═══ Exercise data ═══

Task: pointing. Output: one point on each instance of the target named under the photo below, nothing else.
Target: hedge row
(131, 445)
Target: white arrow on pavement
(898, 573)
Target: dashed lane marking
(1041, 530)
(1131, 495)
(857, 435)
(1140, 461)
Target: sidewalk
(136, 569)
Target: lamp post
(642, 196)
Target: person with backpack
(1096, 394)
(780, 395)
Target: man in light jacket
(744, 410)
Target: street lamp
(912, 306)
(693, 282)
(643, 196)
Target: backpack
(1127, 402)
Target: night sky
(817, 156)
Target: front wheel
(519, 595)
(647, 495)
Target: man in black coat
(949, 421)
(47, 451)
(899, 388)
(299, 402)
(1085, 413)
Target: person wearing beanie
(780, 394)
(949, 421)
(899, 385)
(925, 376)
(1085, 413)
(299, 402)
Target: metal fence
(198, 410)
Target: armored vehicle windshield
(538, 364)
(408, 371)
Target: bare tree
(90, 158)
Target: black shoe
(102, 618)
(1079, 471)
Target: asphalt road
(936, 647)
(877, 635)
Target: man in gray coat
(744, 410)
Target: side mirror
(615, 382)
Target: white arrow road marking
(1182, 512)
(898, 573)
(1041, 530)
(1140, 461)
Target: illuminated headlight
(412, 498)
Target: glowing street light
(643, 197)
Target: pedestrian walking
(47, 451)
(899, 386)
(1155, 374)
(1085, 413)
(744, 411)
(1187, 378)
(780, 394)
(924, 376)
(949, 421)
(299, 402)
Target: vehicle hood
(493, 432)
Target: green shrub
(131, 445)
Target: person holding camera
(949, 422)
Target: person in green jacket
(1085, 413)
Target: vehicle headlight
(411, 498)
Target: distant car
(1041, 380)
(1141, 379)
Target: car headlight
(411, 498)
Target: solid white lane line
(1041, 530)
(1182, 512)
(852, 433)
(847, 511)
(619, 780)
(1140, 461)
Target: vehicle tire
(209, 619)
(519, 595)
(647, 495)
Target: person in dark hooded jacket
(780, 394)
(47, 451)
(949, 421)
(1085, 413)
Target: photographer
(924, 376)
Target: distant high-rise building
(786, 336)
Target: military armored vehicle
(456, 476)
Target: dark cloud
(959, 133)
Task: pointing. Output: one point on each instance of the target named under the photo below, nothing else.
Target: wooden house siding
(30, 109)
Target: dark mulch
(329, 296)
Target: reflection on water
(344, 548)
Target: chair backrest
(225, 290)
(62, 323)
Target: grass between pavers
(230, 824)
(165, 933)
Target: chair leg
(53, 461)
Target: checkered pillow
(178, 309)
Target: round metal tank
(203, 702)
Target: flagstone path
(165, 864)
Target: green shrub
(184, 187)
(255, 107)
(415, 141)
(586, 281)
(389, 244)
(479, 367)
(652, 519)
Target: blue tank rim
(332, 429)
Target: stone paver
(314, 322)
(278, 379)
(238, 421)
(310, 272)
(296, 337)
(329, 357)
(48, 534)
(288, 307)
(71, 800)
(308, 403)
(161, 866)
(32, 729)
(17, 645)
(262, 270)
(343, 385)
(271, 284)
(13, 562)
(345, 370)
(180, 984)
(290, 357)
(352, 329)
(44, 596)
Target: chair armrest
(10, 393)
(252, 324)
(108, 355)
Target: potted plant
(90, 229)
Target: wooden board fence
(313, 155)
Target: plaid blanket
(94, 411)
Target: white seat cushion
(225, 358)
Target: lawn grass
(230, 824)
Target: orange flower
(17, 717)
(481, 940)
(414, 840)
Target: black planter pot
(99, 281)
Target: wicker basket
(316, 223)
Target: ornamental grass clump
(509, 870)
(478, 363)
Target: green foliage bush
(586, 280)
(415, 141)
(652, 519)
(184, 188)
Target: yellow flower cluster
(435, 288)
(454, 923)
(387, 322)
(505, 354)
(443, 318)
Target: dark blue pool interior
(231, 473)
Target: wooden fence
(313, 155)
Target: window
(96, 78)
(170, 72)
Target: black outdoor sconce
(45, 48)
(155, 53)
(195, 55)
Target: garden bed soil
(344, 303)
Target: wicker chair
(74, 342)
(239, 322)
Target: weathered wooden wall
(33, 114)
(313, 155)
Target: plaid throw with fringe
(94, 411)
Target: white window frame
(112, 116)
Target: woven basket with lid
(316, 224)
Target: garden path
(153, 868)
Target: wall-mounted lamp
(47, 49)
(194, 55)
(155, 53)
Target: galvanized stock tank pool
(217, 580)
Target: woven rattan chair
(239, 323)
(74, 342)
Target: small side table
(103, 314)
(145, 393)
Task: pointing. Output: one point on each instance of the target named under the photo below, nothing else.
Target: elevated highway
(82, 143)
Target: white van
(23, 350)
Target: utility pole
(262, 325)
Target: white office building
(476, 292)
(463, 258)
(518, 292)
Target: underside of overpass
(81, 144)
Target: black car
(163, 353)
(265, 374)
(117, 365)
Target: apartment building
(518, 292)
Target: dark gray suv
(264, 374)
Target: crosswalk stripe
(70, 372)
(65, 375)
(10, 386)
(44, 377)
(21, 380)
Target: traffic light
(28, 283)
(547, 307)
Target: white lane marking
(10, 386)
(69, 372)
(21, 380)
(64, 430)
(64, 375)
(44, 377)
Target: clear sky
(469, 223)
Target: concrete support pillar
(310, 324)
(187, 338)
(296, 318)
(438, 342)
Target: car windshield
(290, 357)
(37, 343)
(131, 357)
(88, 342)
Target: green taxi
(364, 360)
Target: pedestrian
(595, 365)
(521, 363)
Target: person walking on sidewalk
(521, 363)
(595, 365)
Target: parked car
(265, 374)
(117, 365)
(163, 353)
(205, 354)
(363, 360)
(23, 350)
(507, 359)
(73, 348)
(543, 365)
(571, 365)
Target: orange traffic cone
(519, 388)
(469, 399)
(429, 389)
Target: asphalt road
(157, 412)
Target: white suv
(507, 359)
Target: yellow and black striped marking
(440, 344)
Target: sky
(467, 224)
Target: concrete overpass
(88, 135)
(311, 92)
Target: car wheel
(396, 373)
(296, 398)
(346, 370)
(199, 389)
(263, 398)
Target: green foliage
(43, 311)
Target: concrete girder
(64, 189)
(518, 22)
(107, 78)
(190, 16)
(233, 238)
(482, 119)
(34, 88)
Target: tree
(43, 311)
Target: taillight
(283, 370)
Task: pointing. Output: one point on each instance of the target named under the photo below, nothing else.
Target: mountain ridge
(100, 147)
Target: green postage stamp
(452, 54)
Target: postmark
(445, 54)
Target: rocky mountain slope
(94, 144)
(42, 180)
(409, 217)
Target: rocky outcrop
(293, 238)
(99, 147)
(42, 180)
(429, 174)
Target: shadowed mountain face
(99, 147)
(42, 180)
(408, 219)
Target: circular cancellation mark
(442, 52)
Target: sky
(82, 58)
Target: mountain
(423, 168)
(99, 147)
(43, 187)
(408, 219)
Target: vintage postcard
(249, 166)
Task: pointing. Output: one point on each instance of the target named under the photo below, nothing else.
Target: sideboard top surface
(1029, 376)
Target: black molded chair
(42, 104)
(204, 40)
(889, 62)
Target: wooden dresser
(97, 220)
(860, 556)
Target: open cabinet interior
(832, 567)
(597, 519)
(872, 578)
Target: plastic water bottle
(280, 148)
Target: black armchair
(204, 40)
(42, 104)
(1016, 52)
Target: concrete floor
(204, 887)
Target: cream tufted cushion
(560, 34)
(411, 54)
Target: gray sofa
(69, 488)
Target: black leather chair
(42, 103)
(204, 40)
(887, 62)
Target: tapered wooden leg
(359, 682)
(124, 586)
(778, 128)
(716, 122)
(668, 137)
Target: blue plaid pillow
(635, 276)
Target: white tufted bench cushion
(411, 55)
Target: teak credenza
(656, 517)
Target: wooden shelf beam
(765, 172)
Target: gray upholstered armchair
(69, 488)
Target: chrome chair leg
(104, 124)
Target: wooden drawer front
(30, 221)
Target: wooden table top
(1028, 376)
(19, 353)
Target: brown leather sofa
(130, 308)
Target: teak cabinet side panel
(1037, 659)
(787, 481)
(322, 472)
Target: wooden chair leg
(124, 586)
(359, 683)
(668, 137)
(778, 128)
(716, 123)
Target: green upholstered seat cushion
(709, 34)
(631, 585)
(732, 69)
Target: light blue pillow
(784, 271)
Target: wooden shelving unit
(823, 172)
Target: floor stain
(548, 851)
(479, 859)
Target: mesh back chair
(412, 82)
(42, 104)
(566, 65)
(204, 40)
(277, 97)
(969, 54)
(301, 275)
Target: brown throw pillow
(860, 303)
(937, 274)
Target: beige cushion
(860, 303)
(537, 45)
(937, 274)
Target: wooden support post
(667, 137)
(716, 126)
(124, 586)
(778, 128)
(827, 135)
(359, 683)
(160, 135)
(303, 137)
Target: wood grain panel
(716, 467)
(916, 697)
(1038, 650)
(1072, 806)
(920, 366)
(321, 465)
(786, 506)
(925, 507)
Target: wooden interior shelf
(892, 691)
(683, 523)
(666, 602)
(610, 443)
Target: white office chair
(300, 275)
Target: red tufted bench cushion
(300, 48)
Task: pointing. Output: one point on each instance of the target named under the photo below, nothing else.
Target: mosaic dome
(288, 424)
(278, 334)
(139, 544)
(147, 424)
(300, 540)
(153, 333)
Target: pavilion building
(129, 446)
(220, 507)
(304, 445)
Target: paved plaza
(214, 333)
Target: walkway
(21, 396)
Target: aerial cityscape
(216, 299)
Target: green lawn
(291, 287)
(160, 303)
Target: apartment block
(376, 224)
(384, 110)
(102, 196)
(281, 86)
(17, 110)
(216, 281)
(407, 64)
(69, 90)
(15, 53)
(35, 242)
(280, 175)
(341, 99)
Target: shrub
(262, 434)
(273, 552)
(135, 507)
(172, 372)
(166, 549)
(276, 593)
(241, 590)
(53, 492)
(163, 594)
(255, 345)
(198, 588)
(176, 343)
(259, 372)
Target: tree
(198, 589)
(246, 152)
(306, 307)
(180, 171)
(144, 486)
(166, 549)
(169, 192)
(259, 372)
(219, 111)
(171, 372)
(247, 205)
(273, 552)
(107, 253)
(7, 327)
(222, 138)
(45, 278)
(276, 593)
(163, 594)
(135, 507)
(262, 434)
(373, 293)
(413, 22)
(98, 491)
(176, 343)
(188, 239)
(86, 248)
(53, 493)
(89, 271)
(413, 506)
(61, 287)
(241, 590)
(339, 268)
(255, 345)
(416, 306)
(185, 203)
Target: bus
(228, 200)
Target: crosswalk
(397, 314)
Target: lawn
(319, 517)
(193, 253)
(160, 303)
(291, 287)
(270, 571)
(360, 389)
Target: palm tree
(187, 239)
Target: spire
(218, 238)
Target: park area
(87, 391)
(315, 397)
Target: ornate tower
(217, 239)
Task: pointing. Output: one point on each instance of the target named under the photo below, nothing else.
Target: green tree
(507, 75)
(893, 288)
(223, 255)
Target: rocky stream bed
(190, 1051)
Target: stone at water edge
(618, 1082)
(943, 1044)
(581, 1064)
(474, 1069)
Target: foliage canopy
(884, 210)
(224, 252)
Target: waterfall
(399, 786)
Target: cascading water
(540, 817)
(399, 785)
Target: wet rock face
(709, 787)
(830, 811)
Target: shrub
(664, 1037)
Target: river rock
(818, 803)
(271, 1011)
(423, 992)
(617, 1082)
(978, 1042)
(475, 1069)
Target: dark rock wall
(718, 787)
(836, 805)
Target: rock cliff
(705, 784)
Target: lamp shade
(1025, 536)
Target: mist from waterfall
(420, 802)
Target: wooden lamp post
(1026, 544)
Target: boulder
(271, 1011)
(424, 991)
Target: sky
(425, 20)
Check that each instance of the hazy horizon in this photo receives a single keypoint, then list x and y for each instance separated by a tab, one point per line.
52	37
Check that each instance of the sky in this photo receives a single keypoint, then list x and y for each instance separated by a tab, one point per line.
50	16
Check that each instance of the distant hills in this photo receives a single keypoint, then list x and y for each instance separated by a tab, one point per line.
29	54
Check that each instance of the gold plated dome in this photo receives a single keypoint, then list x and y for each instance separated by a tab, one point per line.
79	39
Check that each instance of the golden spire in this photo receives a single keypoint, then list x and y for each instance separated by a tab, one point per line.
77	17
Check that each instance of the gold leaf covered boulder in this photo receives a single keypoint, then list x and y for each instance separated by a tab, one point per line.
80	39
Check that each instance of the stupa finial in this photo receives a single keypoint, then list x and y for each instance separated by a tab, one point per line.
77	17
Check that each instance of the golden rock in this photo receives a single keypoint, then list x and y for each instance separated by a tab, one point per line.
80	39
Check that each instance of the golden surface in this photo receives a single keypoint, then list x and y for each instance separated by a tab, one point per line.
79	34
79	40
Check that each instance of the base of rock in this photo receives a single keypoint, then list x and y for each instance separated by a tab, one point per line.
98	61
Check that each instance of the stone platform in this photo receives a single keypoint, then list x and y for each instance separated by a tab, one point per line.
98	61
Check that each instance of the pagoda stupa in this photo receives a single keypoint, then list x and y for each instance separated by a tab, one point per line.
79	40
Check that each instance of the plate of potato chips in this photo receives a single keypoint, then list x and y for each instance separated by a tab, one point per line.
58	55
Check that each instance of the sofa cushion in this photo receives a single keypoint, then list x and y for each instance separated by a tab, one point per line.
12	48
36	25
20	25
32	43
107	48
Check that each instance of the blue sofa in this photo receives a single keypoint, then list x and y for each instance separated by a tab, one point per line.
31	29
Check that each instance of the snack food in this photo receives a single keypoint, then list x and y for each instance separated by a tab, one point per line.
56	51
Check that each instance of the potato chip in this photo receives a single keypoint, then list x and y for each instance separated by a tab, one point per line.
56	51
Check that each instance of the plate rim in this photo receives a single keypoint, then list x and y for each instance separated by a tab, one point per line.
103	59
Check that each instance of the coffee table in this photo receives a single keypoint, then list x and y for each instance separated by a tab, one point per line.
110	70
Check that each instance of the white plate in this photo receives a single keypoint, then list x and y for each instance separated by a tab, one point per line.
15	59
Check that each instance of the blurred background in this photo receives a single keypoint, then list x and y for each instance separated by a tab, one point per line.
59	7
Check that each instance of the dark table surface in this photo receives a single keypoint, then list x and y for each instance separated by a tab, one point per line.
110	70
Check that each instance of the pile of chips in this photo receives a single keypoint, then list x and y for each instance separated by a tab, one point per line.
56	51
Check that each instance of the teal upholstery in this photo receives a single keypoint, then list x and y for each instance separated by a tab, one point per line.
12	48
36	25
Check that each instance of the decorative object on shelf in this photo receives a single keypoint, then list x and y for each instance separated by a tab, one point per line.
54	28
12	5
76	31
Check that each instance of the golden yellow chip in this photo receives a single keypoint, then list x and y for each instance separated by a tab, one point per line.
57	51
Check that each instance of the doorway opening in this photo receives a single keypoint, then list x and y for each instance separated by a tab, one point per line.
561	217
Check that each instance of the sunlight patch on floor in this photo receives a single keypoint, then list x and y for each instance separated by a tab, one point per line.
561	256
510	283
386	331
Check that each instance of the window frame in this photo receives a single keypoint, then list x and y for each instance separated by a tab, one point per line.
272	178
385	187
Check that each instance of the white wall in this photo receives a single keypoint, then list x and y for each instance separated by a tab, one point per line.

═══

> Requirement
Copy out the stretch of the listing above word for word, from its first line through the line holding "(1079, 471)", with both of those lines included.

> Solution to the exercise
Task: pointing. Output: one point on each instance of the target named under the photo below, nothing else.
Target: hedge row
(131, 445)
Target: white arrow on pavement
(898, 573)
Target: dashed lane marking
(1041, 530)
(1131, 495)
(857, 435)
(1140, 461)
Target: sidewalk
(136, 569)
Target: lamp post
(642, 196)
Target: person with backpack
(1096, 394)
(780, 395)
Target: man in light jacket
(744, 410)
Target: street lamp
(912, 306)
(693, 282)
(643, 196)
Target: backpack
(1127, 402)
Target: night sky
(817, 156)
Target: front wheel
(519, 595)
(647, 495)
Target: man in black coat
(949, 421)
(47, 451)
(899, 388)
(299, 402)
(1085, 413)
Target: person wearing beanie
(780, 394)
(949, 421)
(899, 385)
(925, 376)
(1085, 413)
(299, 402)
Target: metal fence
(198, 410)
Target: armored vehicle windshield
(538, 364)
(408, 371)
Target: bare tree
(90, 158)
Target: black shoe
(102, 618)
(1079, 471)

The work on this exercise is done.